- PAGE EXCERPT:
He does not speak of his misery, but of his sin. These are the affections and dispositions of the true penitent, of Magdalene as of David, contemplating an entire change of life, and hoping bravely to be enabled to serve God diligently and profitably in a course of reparation. Thus the few words of the Prodigal may be used by us as pointing out the affections which we should endeavour to make dominant in our souls if we desire to turn to God and lead a life of true and generous penitence.
Joy of the father at his return
‘And rising up, he came to his father. And when he was yet a great way off, his father saw him, and was moved with compassion, and running to him, fell upon his neck, and kissed him. And his son said to him, Father, I have sinned against Heaven and before thee, I am not now worthy to be called thy son.
‘And the father said to his servants, Bring forth quickly the first robe, and put it on him, and put a ring on his hand and shoes on his feet, and bring hither the fatted calf, and kill it, and let us eat and make merry, because this my son was dead and is come to life again, was lost and is found. And they began to make merry.’
All through this parable our Lord has before Him the joy of God at the return of the sinner, and He now describes more particularly the manner in which that joy shows itself, as well as the special ground on which it is founded, namely, that a conversion from sin is a recovery of what had been lost, a coming to life of what had been dead, and is therefore a greater victory of grace than even the perseverance of the just in their virtue.
The source of all this special joy lies in the tender loving heart of the father in the parable, which cannot reflect except most faintly the infinite love of God, our Creator and Father. The depths of that love can never be fathomed, until we can understand the ineffable joy and love which are the life of God, and comprehend what it is in Him to have created us after His own image and likeness, and designed us for the possession of His own blessedness throughout all eternity.

- TASK GOAL: Reproduce the passage on the Prodigal Son verbatim, between "He does not" and "and generous penitence.", inclusive.

- DATASET EXCERPTS:
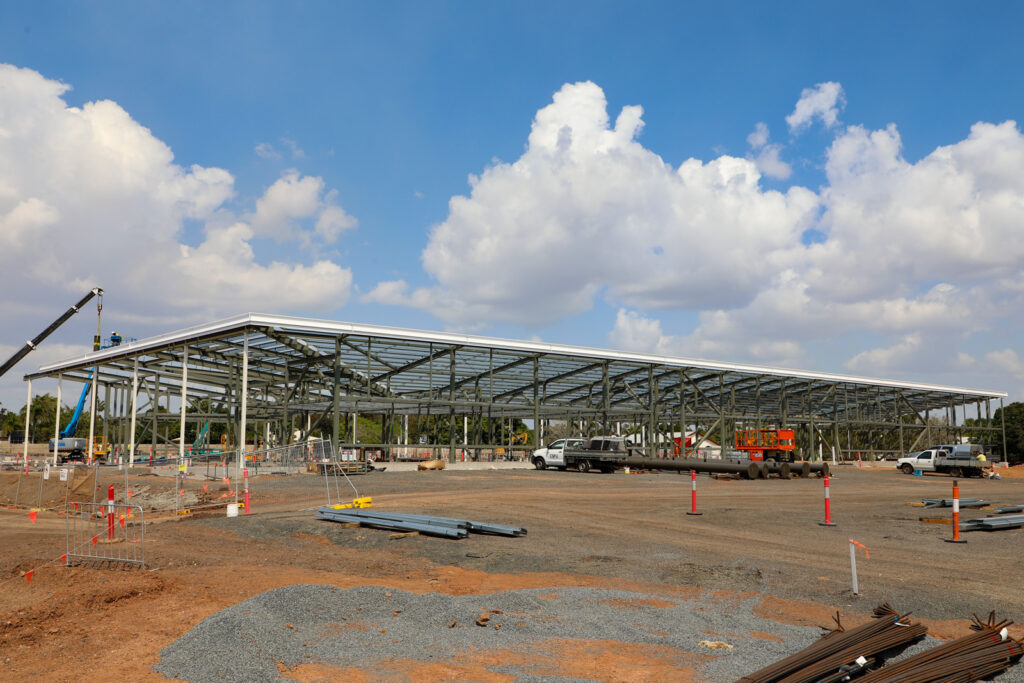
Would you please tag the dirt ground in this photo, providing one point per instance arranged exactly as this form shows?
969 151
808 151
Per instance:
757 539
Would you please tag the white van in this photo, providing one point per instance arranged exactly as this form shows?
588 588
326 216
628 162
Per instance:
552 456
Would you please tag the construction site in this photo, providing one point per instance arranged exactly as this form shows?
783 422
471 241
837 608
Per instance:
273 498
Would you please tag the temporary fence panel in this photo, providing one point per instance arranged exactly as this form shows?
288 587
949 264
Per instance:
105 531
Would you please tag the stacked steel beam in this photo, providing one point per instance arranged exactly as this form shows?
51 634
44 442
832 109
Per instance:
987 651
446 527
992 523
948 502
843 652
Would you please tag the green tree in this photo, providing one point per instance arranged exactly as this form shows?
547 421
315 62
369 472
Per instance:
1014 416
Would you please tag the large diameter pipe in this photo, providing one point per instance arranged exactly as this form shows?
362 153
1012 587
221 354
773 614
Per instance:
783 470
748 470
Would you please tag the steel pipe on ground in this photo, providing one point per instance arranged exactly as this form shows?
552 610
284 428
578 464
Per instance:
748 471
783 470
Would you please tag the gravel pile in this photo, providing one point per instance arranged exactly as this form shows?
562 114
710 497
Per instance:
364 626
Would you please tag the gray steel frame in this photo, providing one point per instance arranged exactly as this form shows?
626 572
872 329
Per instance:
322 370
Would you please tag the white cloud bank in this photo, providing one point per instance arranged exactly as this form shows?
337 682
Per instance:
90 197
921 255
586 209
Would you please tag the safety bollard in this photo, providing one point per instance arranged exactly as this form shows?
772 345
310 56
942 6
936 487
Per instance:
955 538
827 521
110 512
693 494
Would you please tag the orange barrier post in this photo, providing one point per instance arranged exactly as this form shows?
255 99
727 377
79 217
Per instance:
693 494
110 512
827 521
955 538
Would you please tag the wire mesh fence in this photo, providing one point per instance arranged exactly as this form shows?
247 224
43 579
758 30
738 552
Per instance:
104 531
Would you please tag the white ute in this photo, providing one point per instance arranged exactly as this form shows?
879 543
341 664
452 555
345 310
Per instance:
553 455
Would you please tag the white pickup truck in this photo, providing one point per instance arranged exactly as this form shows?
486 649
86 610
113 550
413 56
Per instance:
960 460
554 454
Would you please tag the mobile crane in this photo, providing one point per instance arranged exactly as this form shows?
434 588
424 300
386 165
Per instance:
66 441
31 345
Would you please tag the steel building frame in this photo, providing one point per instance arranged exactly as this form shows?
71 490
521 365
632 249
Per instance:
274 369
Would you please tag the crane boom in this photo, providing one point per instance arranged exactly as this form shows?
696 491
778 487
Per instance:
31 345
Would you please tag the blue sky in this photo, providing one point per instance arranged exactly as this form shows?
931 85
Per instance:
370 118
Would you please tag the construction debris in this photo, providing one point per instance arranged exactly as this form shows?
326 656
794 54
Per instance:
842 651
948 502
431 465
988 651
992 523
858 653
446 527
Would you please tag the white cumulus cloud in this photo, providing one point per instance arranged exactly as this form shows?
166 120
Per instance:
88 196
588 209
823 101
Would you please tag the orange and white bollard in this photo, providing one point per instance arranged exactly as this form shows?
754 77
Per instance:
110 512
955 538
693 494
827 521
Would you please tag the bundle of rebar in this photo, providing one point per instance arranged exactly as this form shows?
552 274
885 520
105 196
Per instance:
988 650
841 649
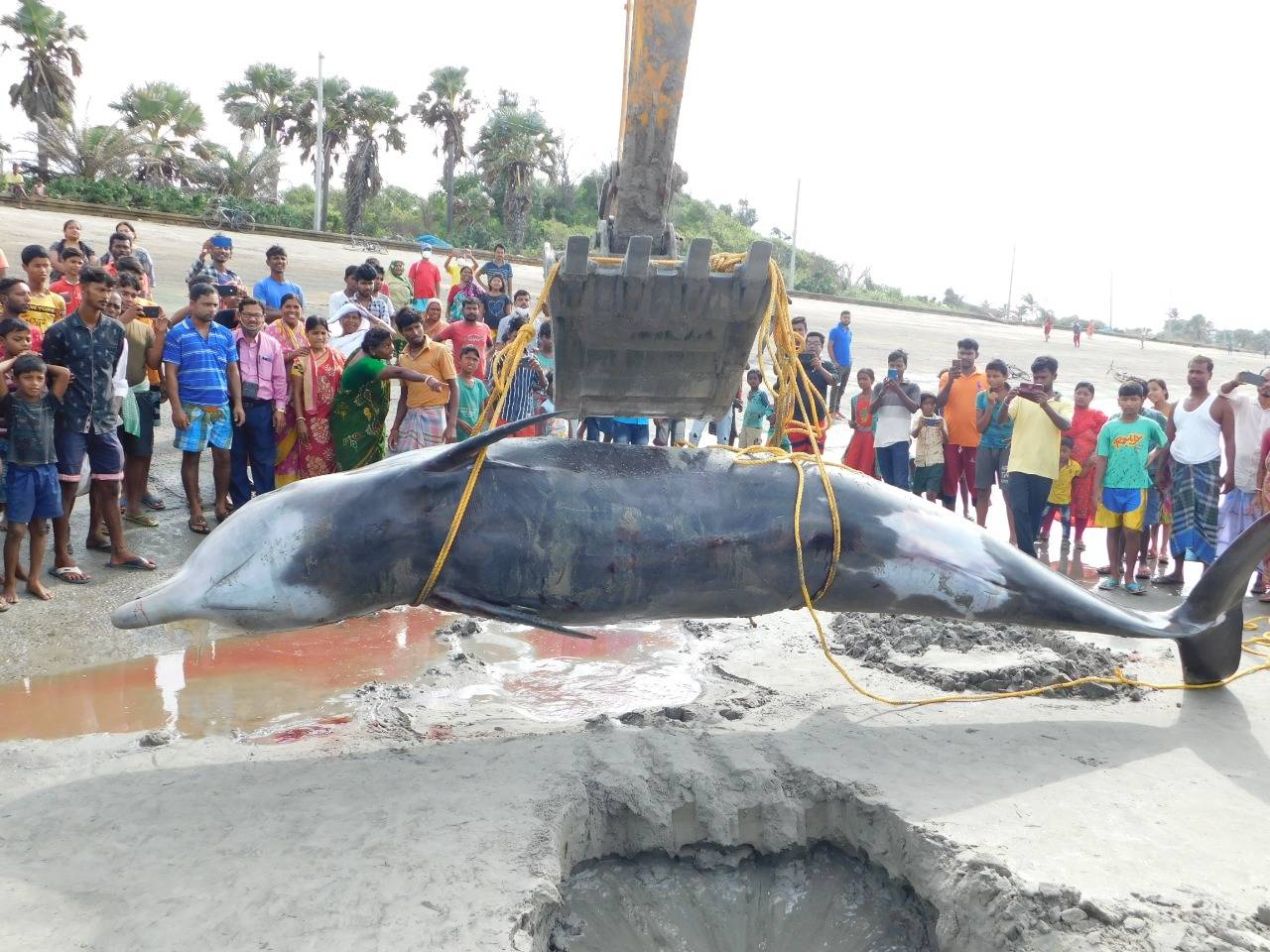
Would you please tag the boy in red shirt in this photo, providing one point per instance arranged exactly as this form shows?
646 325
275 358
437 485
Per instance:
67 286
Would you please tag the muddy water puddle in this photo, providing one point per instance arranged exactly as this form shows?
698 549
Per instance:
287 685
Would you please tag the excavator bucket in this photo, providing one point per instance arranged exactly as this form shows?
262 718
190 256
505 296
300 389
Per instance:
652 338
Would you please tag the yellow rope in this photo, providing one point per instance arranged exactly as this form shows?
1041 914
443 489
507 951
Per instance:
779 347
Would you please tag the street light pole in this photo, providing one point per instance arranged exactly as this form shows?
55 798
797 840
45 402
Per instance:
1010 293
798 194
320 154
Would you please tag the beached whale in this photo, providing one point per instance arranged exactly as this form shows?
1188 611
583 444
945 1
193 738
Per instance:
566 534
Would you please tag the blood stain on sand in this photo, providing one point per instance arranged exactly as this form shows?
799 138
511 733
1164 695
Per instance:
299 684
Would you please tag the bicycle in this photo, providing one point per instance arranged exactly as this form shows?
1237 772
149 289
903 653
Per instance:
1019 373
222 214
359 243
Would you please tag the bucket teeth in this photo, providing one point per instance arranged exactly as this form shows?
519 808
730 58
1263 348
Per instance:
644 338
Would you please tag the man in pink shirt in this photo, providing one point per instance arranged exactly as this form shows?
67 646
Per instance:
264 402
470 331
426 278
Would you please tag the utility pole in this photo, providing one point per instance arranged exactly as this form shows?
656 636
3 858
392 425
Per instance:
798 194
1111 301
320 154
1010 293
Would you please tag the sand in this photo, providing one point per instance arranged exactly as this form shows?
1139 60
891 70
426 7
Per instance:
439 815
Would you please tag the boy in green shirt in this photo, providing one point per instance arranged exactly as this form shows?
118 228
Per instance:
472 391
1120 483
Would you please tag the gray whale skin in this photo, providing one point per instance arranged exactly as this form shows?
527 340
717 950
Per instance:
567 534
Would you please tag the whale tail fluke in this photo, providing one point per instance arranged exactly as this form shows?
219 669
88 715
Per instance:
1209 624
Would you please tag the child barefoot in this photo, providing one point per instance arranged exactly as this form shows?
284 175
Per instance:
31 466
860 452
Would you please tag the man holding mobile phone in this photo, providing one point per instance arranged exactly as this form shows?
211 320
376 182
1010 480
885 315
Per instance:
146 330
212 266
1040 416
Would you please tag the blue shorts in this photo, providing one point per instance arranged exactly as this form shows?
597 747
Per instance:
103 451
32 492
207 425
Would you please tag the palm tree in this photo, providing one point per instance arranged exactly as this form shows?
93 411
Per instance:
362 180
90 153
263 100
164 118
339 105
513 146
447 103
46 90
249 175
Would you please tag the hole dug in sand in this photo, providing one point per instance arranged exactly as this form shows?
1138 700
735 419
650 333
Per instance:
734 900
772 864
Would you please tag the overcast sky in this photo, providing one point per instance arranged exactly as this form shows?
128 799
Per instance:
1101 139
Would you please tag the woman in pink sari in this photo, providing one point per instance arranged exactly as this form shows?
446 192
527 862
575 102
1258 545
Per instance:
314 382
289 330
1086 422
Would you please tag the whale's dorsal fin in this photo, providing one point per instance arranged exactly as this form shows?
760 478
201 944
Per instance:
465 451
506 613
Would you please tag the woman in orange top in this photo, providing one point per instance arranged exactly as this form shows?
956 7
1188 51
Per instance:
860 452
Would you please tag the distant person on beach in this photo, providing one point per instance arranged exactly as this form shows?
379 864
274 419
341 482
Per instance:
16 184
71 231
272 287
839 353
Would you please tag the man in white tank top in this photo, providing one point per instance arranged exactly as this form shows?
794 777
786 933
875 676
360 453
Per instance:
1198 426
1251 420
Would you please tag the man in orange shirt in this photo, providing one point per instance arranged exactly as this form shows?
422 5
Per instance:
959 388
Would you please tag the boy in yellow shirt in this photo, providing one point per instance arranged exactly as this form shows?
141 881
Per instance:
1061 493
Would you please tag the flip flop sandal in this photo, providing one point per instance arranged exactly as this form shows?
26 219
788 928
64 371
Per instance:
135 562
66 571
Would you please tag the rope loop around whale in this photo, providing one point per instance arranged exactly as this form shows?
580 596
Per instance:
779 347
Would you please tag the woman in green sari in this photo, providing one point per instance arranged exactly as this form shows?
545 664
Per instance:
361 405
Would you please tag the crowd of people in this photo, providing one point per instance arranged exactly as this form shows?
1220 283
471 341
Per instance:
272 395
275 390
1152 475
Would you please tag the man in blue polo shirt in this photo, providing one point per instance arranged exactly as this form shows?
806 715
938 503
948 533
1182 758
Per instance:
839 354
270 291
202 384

- SOLVED PROBLEM:
He does not speak of his misery, but of his sin. These are the affections and dispositions of the true penitent, of Magdalene as of David, contemplating an entire change of life, and hoping bravely to be enabled to serve God diligently and profitably in a course of reparation. Thus the few words of the Prodigal may be used by us as pointing out the affections which we should endeavour to make dominant in our souls if we desire to turn to God and lead a life of true and generous penitence.